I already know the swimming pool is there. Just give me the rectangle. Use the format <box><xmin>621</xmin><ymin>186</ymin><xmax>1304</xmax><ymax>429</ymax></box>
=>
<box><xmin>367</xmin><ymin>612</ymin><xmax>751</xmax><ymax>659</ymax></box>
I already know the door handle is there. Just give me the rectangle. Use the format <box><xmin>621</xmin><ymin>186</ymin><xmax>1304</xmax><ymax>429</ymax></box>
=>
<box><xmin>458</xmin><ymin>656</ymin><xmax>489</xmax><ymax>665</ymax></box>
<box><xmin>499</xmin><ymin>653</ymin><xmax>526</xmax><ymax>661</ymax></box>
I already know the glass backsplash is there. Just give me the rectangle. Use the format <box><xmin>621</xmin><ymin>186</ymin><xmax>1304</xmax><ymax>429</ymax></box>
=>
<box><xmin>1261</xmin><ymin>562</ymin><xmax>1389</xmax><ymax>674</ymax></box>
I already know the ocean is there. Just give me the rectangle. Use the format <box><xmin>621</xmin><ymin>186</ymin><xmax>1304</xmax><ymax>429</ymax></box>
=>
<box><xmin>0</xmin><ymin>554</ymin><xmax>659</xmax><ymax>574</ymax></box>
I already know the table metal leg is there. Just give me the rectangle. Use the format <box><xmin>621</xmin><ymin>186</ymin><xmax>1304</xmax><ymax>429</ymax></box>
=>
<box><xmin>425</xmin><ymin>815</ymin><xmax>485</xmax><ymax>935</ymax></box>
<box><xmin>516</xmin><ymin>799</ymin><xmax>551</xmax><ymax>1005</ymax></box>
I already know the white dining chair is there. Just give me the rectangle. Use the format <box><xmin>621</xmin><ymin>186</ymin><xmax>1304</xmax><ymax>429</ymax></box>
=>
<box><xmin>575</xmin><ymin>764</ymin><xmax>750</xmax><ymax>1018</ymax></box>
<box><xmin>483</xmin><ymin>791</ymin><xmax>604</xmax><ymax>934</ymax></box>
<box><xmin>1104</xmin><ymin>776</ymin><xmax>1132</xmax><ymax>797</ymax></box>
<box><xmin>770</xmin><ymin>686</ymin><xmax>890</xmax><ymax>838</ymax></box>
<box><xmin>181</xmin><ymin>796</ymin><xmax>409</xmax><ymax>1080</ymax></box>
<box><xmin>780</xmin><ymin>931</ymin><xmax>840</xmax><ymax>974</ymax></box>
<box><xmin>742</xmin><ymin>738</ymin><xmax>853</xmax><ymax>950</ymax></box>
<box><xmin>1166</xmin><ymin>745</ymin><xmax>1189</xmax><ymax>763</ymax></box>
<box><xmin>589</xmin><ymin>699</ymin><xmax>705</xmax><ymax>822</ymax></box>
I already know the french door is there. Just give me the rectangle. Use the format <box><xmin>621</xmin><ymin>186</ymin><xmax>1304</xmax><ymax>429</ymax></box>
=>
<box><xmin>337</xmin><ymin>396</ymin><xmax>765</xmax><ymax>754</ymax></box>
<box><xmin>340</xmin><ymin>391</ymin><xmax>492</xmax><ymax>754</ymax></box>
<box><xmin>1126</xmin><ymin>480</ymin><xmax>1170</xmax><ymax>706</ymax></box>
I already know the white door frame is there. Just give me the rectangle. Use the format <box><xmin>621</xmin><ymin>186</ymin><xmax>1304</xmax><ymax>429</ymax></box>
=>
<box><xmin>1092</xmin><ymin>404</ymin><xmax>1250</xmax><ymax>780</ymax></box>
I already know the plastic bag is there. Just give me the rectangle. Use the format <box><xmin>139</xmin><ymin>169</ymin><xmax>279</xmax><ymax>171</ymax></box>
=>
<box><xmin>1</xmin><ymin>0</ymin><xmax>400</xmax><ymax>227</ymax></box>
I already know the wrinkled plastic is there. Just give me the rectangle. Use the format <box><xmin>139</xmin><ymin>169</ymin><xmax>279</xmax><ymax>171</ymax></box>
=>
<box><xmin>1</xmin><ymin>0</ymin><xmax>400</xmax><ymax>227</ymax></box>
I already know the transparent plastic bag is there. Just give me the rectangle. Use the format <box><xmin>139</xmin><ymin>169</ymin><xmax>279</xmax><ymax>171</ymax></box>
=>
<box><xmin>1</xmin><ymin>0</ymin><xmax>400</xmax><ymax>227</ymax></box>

▬▬▬

Task to complete: Extract exactly and only the lines above from the line containing "I already know the french" through the line containing "I already know the white door", both end lines included.

Response below:
I already know the french door is there. Just give me the rectangle. Use the format <box><xmin>621</xmin><ymin>186</ymin><xmax>1304</xmax><ymax>429</ymax></box>
=>
<box><xmin>337</xmin><ymin>396</ymin><xmax>765</xmax><ymax>754</ymax></box>
<box><xmin>340</xmin><ymin>391</ymin><xmax>492</xmax><ymax>754</ymax></box>
<box><xmin>1126</xmin><ymin>480</ymin><xmax>1170</xmax><ymax>706</ymax></box>
I already know the white door frame is there. Just give me the rectangle. Use the format <box><xmin>621</xmin><ymin>186</ymin><xmax>1304</xmax><ymax>429</ymax></box>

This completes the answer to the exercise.